___ Data for analysis
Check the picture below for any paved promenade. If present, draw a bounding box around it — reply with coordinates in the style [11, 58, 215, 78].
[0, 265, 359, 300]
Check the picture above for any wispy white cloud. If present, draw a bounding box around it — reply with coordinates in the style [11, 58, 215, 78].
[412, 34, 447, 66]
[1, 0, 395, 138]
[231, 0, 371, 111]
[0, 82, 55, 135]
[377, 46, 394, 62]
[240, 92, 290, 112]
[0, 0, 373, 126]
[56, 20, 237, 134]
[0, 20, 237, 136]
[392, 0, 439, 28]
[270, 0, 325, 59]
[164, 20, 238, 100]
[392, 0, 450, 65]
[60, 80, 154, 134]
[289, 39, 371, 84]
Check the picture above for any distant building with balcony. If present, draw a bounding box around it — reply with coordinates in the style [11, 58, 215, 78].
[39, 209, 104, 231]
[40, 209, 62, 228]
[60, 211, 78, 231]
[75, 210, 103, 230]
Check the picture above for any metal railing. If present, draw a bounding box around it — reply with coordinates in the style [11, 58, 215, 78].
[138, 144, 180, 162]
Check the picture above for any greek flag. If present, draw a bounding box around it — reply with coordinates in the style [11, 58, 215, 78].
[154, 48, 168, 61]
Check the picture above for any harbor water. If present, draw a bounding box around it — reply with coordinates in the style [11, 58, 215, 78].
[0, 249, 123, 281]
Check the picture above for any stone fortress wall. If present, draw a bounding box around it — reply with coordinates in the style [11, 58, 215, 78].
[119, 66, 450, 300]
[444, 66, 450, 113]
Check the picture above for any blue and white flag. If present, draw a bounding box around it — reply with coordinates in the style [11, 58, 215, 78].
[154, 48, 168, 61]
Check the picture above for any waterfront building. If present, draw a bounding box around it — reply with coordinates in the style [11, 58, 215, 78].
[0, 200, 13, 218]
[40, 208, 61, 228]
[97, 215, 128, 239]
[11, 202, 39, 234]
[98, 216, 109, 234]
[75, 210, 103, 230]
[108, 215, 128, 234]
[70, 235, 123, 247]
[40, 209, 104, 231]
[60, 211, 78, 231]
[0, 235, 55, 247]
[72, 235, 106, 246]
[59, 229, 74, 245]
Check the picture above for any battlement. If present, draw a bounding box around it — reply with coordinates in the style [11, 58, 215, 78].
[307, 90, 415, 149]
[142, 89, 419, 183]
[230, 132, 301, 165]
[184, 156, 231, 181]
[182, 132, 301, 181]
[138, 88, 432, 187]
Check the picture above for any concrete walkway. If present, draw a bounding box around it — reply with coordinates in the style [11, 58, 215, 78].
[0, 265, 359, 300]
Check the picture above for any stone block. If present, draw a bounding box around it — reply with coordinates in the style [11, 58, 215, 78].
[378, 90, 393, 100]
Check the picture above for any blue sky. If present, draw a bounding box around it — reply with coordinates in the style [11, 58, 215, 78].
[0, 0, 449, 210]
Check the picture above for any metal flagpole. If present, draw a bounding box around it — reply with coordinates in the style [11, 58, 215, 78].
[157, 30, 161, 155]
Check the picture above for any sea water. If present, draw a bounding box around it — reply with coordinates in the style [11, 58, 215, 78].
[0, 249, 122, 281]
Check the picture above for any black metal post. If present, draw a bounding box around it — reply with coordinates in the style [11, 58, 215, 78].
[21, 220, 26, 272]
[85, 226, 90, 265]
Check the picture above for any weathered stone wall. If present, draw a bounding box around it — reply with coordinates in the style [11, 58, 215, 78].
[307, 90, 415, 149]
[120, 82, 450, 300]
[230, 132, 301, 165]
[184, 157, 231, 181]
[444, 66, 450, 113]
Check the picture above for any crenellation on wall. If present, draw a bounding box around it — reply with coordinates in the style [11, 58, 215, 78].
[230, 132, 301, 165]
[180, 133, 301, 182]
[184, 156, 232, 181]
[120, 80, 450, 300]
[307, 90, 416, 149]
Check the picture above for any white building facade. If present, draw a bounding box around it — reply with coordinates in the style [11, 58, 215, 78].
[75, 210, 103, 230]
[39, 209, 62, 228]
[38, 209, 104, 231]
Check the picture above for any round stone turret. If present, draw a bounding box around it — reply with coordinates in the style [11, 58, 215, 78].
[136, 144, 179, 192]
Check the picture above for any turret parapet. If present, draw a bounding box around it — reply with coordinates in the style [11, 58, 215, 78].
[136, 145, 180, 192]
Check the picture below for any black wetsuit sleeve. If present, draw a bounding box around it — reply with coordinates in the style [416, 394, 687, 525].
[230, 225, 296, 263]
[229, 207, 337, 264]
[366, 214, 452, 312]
______
=== What this task involves ===
Reproduce every record in full, keeping each one exactly as it reads.

=== Answer to this problem ===
Check the picture below for any paved promenade. If present, draw a bounding box around it — reply with coordinates in the style [11, 58, 215, 78].
[0, 265, 359, 300]
Check the picture above for any wispy white cloud. If present, draw a bounding box around it — reply with coordinates in the style [11, 58, 215, 78].
[412, 34, 447, 66]
[1, 0, 395, 138]
[231, 0, 371, 111]
[0, 82, 55, 135]
[377, 46, 394, 62]
[240, 92, 290, 112]
[0, 0, 373, 126]
[56, 20, 237, 134]
[0, 20, 237, 136]
[392, 0, 439, 28]
[270, 0, 325, 59]
[164, 20, 238, 100]
[392, 0, 450, 65]
[60, 80, 154, 134]
[289, 39, 371, 84]
Check the picture above for any distant building with balcony. If present, draw a bounding box around it — reply with coordinates in the style [11, 58, 215, 78].
[39, 209, 104, 231]
[40, 209, 62, 228]
[60, 211, 78, 231]
[75, 210, 103, 230]
Check the picture above for any metal railing. If present, draw a bounding box around it — reply with coordinates in the style [11, 58, 215, 78].
[138, 144, 180, 162]
Check the picture above for any greek flag. If present, draw a bounding box around it — reply with coordinates in the style [11, 58, 215, 78].
[154, 48, 168, 61]
Check the picture above for any harbor water. If present, draw a bounding box around it — reply with coordinates in the style [11, 58, 215, 78].
[0, 249, 123, 281]
Check the picture above for any stone fortress wall. If present, draw a bounding box around it — reply with coordinates in the style [11, 58, 215, 78].
[119, 66, 450, 300]
[444, 66, 450, 113]
Check the picture above for any blue and white flag. If present, draw a bounding box around it — reply with coordinates in the style [11, 58, 215, 78].
[154, 48, 168, 61]
Check the picture above for any waterfront building. If present, draw a bounding box around it — reply with coordinates in the style [11, 58, 215, 78].
[0, 200, 13, 218]
[40, 208, 61, 228]
[97, 215, 128, 239]
[11, 202, 39, 234]
[98, 216, 109, 234]
[75, 210, 103, 230]
[108, 215, 128, 234]
[70, 235, 123, 247]
[40, 209, 104, 231]
[60, 211, 78, 231]
[0, 235, 55, 247]
[72, 235, 106, 246]
[59, 229, 74, 245]
Check the picture above for any battlement. If present, draw a bounding box around it — reply with coordinates in the style [11, 58, 215, 78].
[307, 90, 415, 149]
[142, 89, 419, 183]
[230, 132, 301, 165]
[184, 156, 231, 181]
[182, 132, 301, 181]
[138, 88, 432, 187]
Check the picture above for any concrete walkway. If present, draw a bounding box around it — reply with coordinates in the style [11, 58, 215, 78].
[0, 265, 359, 300]
Check the picture above for any stone block. If present, draw a bounding box around it — reply with coordinates in the style [11, 58, 215, 78].
[378, 90, 393, 100]
Check the picture above for any blue sky. If present, draw a bounding box around it — reply with coordinates in the style [11, 58, 215, 78].
[0, 0, 449, 210]
Check the picture above for any metal flagpole. If present, draw a bounding box around it — reply with coordinates in the style [11, 58, 215, 78].
[157, 30, 161, 155]
Check the picture above for any sea water. If present, draw a bounding box around it — reply with coordinates in the style [11, 58, 215, 78].
[0, 249, 122, 281]
Check the picture above for any black metal post. If present, draw a bounding box around it — reply with coordinates in the style [11, 58, 215, 78].
[21, 220, 26, 272]
[85, 226, 90, 265]
Check the picture above for any weathered stone wall. If present, draw a bounding box around it — reply with coordinates in the style [11, 58, 215, 78].
[307, 90, 415, 149]
[120, 82, 450, 300]
[230, 132, 301, 165]
[184, 157, 231, 181]
[444, 66, 450, 113]
Check the picture above for any crenellation on wall. If present, draw a bounding box around it — reply with coordinates in the style [11, 58, 215, 78].
[230, 132, 301, 165]
[180, 133, 301, 182]
[184, 156, 232, 181]
[120, 80, 450, 300]
[307, 90, 416, 149]
Check the picture above for any white building facade. If present, draw a bounding box around it — reply with coordinates in the style [11, 58, 215, 78].
[75, 210, 103, 230]
[39, 209, 62, 228]
[38, 209, 104, 231]
Check the picture above for any round stone turret. If present, draw a bounding box around it — reply with coordinates in the style [11, 58, 215, 78].
[136, 144, 179, 192]
Check the picture above for any turret parapet. If present, draw a bounding box around it — reply with coordinates in the style [11, 58, 215, 78].
[136, 145, 180, 192]
Check the picture below for any black wetsuit sleeve. If present, draw a bounding box around it — reply with coordinates in the style [416, 394, 687, 525].
[230, 225, 296, 263]
[229, 207, 337, 264]
[366, 214, 452, 312]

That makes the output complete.